→ Selected excerpt:

□ □ □

The ones shown here are screw-barrel flintlocks from the early part of the 19th Century. They are marked "AW Spies" and "London". I can't find any reference to an "A.W. Spies" gunmaker in London, but there was a well-known gunmaker by that name who opened a shop in New York City in 1820, and all of his pistols were marked "AW Spies". Since these pistols were manufactured as part of a large lot, they were most likely made for him and marked with his name. This was a very common practice then, as it is today.
Keeping It Safe
Keeping a loaded pistol in one's pocket can be as dangerous to the user as to an assailant, so even the earliest gunmakers went to great lengths to make effective safeties. The photographs here (click on the image for a large version) show how the safety does several things at once. In the top of the sequence, the pistol is at half-cock as it would normally be carried. The safety consists of a sliding bracket which surrounds the hammer and ends in a small pin which fits into a socket at the base of the frizzen. In its forward (safe) position, it prevents the frizzen from opening, even if the hammer should accidentally fall. It also prevents the frizzen from being knocked open while in the pocket and spilling out the priming powder. Below the bracket, on the underside of the top strap just behind the 'box' of the frame is a hook which is attached to the safety. When in the safe position, the hook slides under the back of the hammer and prevents it from being further cocked or from being accidentally knocked out of the half-cock position. Note that the trigger is still (largely) within the frame so that it can't be snagged or pulled as the pistol is withdrawn from concealment.

□ □ □

→ Goals:
1 – Answer these questions on the flintlock pistol text:
(a) What two markings do the pistols bear?
(b) In what year did the gunmaker named A.W. Spies open a shop in New York City?
(c) What does the pin at the end of the safety's sliding bracket fit into?
2 – Rewrite the flintlock pistol text from "The ones shown" to "it is today.", putting "handguns" in place of "pistols".
3 – Write what comes next in the flintlock pistol text, picking up after its final sentence.

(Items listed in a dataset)
□ □ □

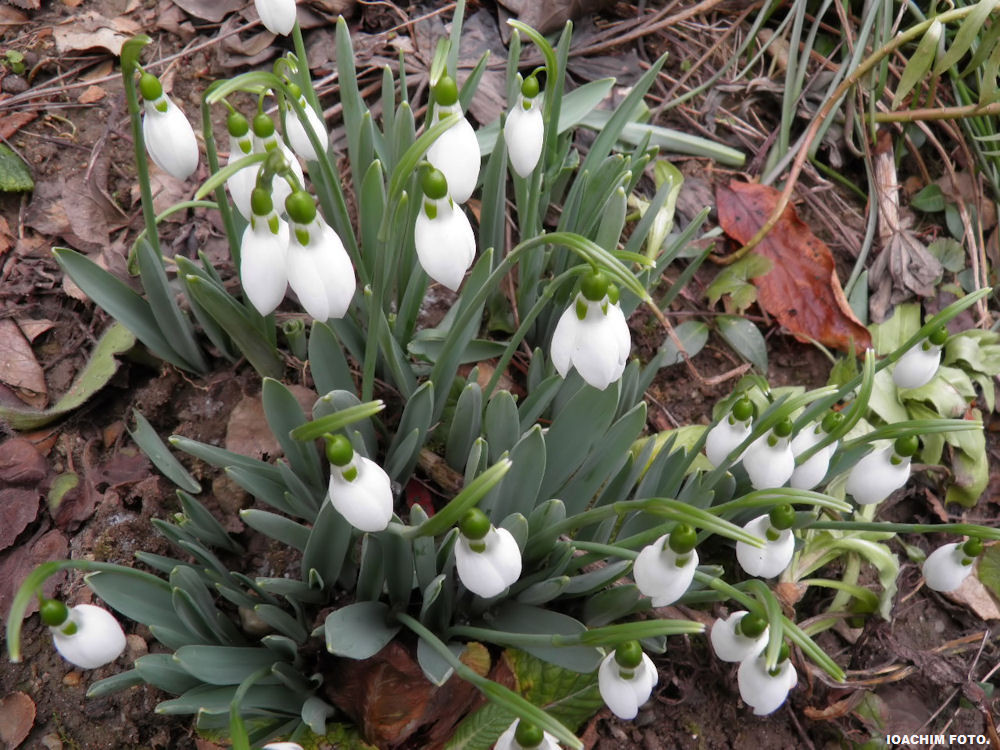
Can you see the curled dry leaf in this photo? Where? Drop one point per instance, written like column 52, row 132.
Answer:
column 802, row 289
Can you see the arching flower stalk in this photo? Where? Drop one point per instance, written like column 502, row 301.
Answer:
column 730, row 432
column 456, row 151
column 775, row 529
column 763, row 689
column 445, row 242
column 487, row 558
column 319, row 269
column 740, row 636
column 169, row 137
column 882, row 472
column 664, row 570
column 592, row 335
column 86, row 636
column 769, row 460
column 918, row 366
column 359, row 489
column 626, row 679
column 946, row 567
column 524, row 130
column 811, row 472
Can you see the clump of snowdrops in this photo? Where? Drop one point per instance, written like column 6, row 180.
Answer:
column 556, row 542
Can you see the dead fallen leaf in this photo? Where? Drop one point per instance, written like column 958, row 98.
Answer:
column 18, row 366
column 21, row 560
column 21, row 462
column 17, row 716
column 802, row 289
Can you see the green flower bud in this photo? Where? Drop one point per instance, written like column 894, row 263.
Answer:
column 474, row 524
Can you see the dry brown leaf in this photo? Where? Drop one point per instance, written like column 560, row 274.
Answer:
column 17, row 716
column 18, row 366
column 802, row 289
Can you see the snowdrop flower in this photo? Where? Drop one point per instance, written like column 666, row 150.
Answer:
column 626, row 679
column 779, row 543
column 769, row 460
column 446, row 245
column 319, row 269
column 664, row 570
column 882, row 472
column 456, row 151
column 488, row 559
column 359, row 488
column 264, row 255
column 169, row 136
column 811, row 472
column 524, row 736
column 946, row 567
column 919, row 365
column 740, row 636
column 729, row 433
column 765, row 690
column 278, row 16
column 296, row 131
column 86, row 636
column 592, row 335
column 524, row 129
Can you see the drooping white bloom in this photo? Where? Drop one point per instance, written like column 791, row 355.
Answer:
column 732, row 646
column 488, row 572
column 507, row 740
column 596, row 343
column 362, row 493
column 624, row 695
column 264, row 260
column 725, row 437
column 946, row 567
column 446, row 244
column 320, row 270
column 918, row 366
column 297, row 134
column 662, row 574
column 771, row 559
column 877, row 475
column 524, row 132
column 169, row 137
column 812, row 471
column 98, row 639
column 769, row 461
column 278, row 16
column 763, row 691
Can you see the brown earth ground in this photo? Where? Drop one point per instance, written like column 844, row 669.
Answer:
column 73, row 133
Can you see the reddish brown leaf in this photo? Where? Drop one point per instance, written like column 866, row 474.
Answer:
column 801, row 290
column 17, row 716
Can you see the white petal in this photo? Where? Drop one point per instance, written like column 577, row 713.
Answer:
column 762, row 690
column 659, row 577
column 769, row 466
column 99, row 639
column 943, row 568
column 875, row 477
column 299, row 137
column 564, row 340
column 170, row 139
column 366, row 500
column 773, row 558
column 278, row 16
column 446, row 244
column 524, row 132
column 263, row 264
column 724, row 438
column 456, row 154
column 917, row 367
column 732, row 646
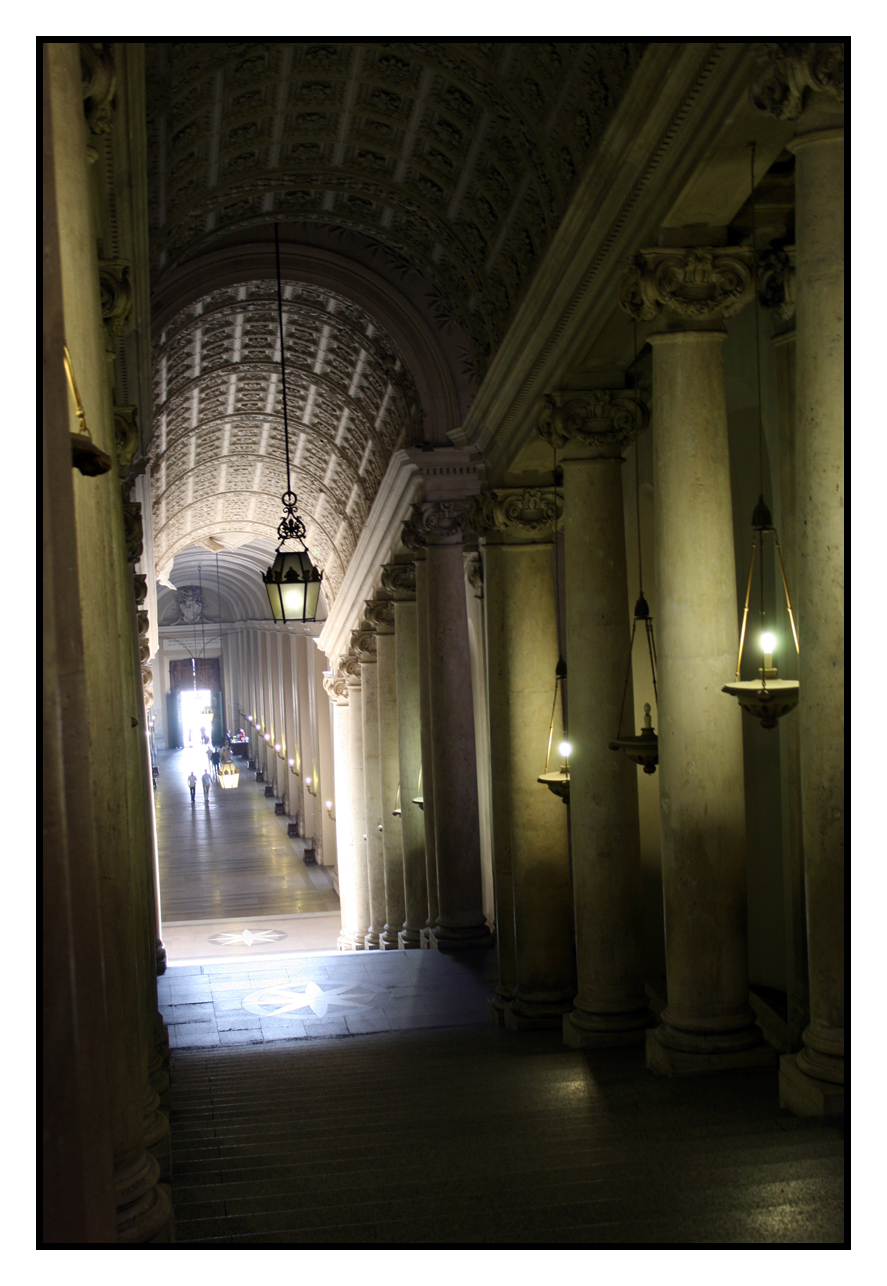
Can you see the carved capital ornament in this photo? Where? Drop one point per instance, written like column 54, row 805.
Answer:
column 791, row 70
column 532, row 511
column 697, row 284
column 602, row 418
column 399, row 580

□ □ □

→ Outputs:
1 –
(a) "AW Spies" and "London"
(b) 1820
(c) A socket at the base of the frizzen

2 –
The ones shown here are screw-barrel flintlocks from the early part of the 19th Century. They are marked "AW Spies" and "London". I can't find any reference to an "A.W. Spies" gunmaker in London, but there was a well-known gunmaker by that name who opened a shop in New York City in 1820, and all of his handguns were marked "AW Spies". Since these handguns were manufactured as part of a large lot, they were most likely made for him and marked with his name. This was a very common practice then, as it is today.

3 –
In the second frame, the safety has been slid backward to the 'ready' position, which unlocks the frizzen and frees the hammer, allowing it to be fully cocked. In the last frame, the hammer is fully cocked, which automatically drops the trigger. The pistol is now ready to go!
No Snags, Please
If you are pulling a pistol from a pocket, you certainly don't want to snag any part of it. Not only can this slow you down, but it may cause an accidental discharge. The trigger is paticularly susceptable to this, and on tiny pistols there is really no place for a large triggerguard. The gunsmiths of the 18th Century devised a clever mechanism for solving this problem - the drop-down trigger. In the top image, the hammer is at rest. At its bottom is a small protuberance (or tail) which will engage the two-part trigger as it is cocked. In the image of the complete mechanism, the sear and trigger assembly is tinged blue; the snap-over spring which flips and holds the trigger in position is tinged red. On the trigger, there is a boss, colored a darker blue, which engages the spring to form the snap-over mechanism. To the right is an enlargement of the two-part trigger, with the sear colored red and the trigger proper colored blue (sorry the colors don't match up with those in the complete mechanism...).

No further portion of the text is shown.